══ DATASET ENTRIES

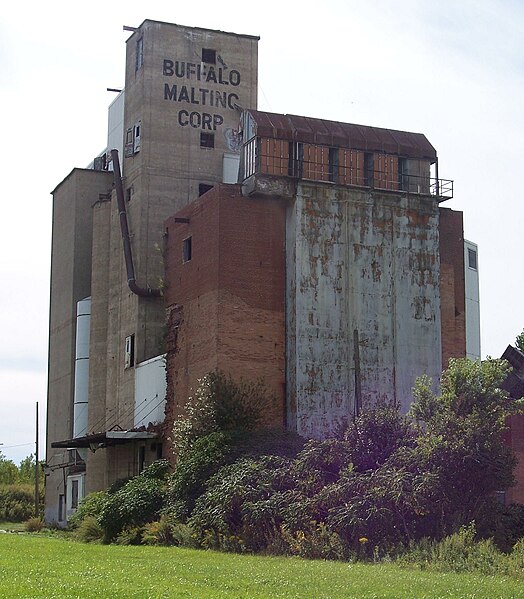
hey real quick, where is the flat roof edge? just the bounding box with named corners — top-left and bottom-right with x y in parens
top-left (131, 19), bottom-right (260, 41)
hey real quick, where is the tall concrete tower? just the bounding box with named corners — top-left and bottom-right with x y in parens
top-left (46, 20), bottom-right (258, 523)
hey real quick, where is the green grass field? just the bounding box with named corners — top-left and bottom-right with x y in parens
top-left (0, 533), bottom-right (522, 598)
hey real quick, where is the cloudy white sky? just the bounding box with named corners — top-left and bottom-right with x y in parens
top-left (1, 0), bottom-right (523, 464)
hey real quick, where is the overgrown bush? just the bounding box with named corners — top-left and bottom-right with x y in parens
top-left (0, 484), bottom-right (39, 521)
top-left (98, 460), bottom-right (170, 542)
top-left (68, 491), bottom-right (109, 529)
top-left (172, 372), bottom-right (273, 457)
top-left (399, 523), bottom-right (508, 577)
top-left (115, 525), bottom-right (144, 545)
top-left (166, 432), bottom-right (233, 521)
top-left (75, 516), bottom-right (104, 543)
top-left (280, 522), bottom-right (350, 561)
top-left (24, 517), bottom-right (43, 532)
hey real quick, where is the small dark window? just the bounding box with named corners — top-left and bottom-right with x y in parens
top-left (71, 480), bottom-right (79, 509)
top-left (468, 248), bottom-right (478, 270)
top-left (136, 38), bottom-right (144, 71)
top-left (199, 183), bottom-right (213, 196)
top-left (126, 187), bottom-right (132, 202)
top-left (364, 153), bottom-right (374, 187)
top-left (328, 147), bottom-right (339, 183)
top-left (200, 132), bottom-right (214, 148)
top-left (125, 334), bottom-right (135, 369)
top-left (398, 157), bottom-right (408, 191)
top-left (183, 237), bottom-right (192, 262)
top-left (202, 48), bottom-right (216, 64)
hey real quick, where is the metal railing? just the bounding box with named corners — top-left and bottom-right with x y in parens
top-left (241, 137), bottom-right (453, 200)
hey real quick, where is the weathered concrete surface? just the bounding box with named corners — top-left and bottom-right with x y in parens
top-left (46, 169), bottom-right (113, 522)
top-left (286, 182), bottom-right (442, 439)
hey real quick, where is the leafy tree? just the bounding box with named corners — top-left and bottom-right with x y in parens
top-left (18, 454), bottom-right (44, 486)
top-left (516, 329), bottom-right (524, 353)
top-left (0, 452), bottom-right (18, 485)
top-left (410, 358), bottom-right (523, 536)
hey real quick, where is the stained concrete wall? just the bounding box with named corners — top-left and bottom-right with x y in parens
top-left (46, 169), bottom-right (113, 522)
top-left (286, 182), bottom-right (442, 439)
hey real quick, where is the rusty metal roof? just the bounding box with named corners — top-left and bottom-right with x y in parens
top-left (247, 110), bottom-right (437, 161)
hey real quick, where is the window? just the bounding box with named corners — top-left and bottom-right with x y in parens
top-left (71, 480), bottom-right (79, 510)
top-left (398, 157), bottom-right (408, 191)
top-left (288, 142), bottom-right (303, 178)
top-left (364, 153), bottom-right (374, 187)
top-left (124, 334), bottom-right (135, 369)
top-left (201, 48), bottom-right (216, 64)
top-left (183, 237), bottom-right (192, 263)
top-left (136, 37), bottom-right (144, 71)
top-left (126, 187), bottom-right (132, 202)
top-left (125, 127), bottom-right (134, 157)
top-left (133, 120), bottom-right (141, 154)
top-left (200, 132), bottom-right (214, 148)
top-left (199, 183), bottom-right (213, 196)
top-left (468, 248), bottom-right (478, 270)
top-left (328, 147), bottom-right (339, 183)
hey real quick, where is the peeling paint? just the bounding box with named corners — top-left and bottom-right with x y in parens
top-left (286, 182), bottom-right (442, 439)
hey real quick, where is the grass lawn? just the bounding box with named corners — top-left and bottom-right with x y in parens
top-left (0, 534), bottom-right (522, 598)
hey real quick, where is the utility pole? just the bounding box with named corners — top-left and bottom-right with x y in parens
top-left (35, 402), bottom-right (39, 518)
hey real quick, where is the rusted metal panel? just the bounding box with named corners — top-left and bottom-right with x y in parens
top-left (249, 110), bottom-right (437, 161)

════

WHAT IS REQUIRED: Return the preceding entries exactly, each word as given, but leave out any picture.

TASK SOLUTION:
hey real quick, where is the flat roof edge? just the bounding box with named corners — top-left and bottom-right with x y in parens
top-left (131, 19), bottom-right (260, 41)
hey real quick, where is the tall concrete tower? just the bounding box with named corners — top-left and bottom-right with x y in parens
top-left (46, 20), bottom-right (258, 523)
hey real quick, where is the green grass field? just the bounding box with named corners — top-left and bottom-right with x y in parens
top-left (0, 533), bottom-right (522, 598)
hey real quick, where is the cloudy white sky? just the bounding box with named corners — top-left and bottom-right with x y in parens
top-left (1, 0), bottom-right (523, 464)
hey real quick, where is the overgrown bush? just the bounding box with named corners — top-left and bottom-right with x y in parens
top-left (0, 484), bottom-right (39, 521)
top-left (98, 460), bottom-right (170, 542)
top-left (68, 491), bottom-right (109, 529)
top-left (172, 372), bottom-right (273, 457)
top-left (399, 523), bottom-right (508, 577)
top-left (115, 525), bottom-right (144, 545)
top-left (166, 432), bottom-right (233, 521)
top-left (75, 516), bottom-right (104, 543)
top-left (280, 522), bottom-right (350, 561)
top-left (24, 517), bottom-right (43, 532)
hey real quick, where is the small dark window? just the bounding box with named corners — top-left and bottom-right with x y in parens
top-left (71, 480), bottom-right (79, 509)
top-left (468, 248), bottom-right (478, 270)
top-left (136, 38), bottom-right (144, 71)
top-left (199, 183), bottom-right (213, 196)
top-left (126, 187), bottom-right (132, 202)
top-left (364, 153), bottom-right (374, 187)
top-left (328, 147), bottom-right (339, 183)
top-left (200, 132), bottom-right (214, 148)
top-left (125, 334), bottom-right (135, 369)
top-left (398, 157), bottom-right (408, 191)
top-left (183, 237), bottom-right (192, 262)
top-left (202, 48), bottom-right (216, 64)
hey real quick, where is the metal railing? just the bounding box with named corners — top-left and bottom-right with x y in parens
top-left (241, 137), bottom-right (453, 200)
hey real quick, where is the weathered concrete surface? just the bounding box with named corners — top-left and bottom-right with x y in parens
top-left (46, 169), bottom-right (113, 522)
top-left (286, 182), bottom-right (442, 439)
hey real quick, where is the leafy tree? just the bounding box with named corners — top-left and bottom-right with x y in parens
top-left (18, 454), bottom-right (44, 486)
top-left (516, 329), bottom-right (524, 353)
top-left (0, 452), bottom-right (18, 485)
top-left (410, 358), bottom-right (523, 536)
hey real quick, where is the stained concrete wall? just the bounding box with named corners — top-left and bottom-right with x y in parens
top-left (46, 169), bottom-right (113, 522)
top-left (286, 182), bottom-right (442, 439)
hey real quick, where is the rusty metal roof? just the bounding box with named corners — top-left and bottom-right with x y in parens
top-left (247, 110), bottom-right (437, 161)
hey real quick, where is the window? just the bounding box with named corners — top-left and bottom-right with x y in parens
top-left (71, 480), bottom-right (79, 510)
top-left (398, 157), bottom-right (408, 191)
top-left (288, 142), bottom-right (303, 178)
top-left (364, 153), bottom-right (374, 187)
top-left (124, 334), bottom-right (135, 369)
top-left (201, 48), bottom-right (216, 64)
top-left (183, 237), bottom-right (192, 263)
top-left (136, 37), bottom-right (144, 71)
top-left (126, 187), bottom-right (132, 202)
top-left (125, 127), bottom-right (134, 157)
top-left (133, 120), bottom-right (141, 154)
top-left (200, 132), bottom-right (214, 148)
top-left (199, 183), bottom-right (213, 196)
top-left (468, 248), bottom-right (478, 270)
top-left (328, 147), bottom-right (339, 183)
hey real quick, where is the peeling paint? just the bounding box with named corners — top-left and bottom-right with x y in parens
top-left (286, 182), bottom-right (442, 439)
hey real quick, where is the grass lawn? just the bounding box with named corners — top-left and bottom-right with x y in parens
top-left (0, 534), bottom-right (522, 598)
hey real quick, where is the utility pole? just the bounding box with named corners — top-left and bottom-right with x y in parens
top-left (35, 402), bottom-right (39, 518)
hey real quick, where is the rusted metal panel? just the bounding box with named corners — top-left and bottom-right with x y in parens
top-left (249, 110), bottom-right (437, 161)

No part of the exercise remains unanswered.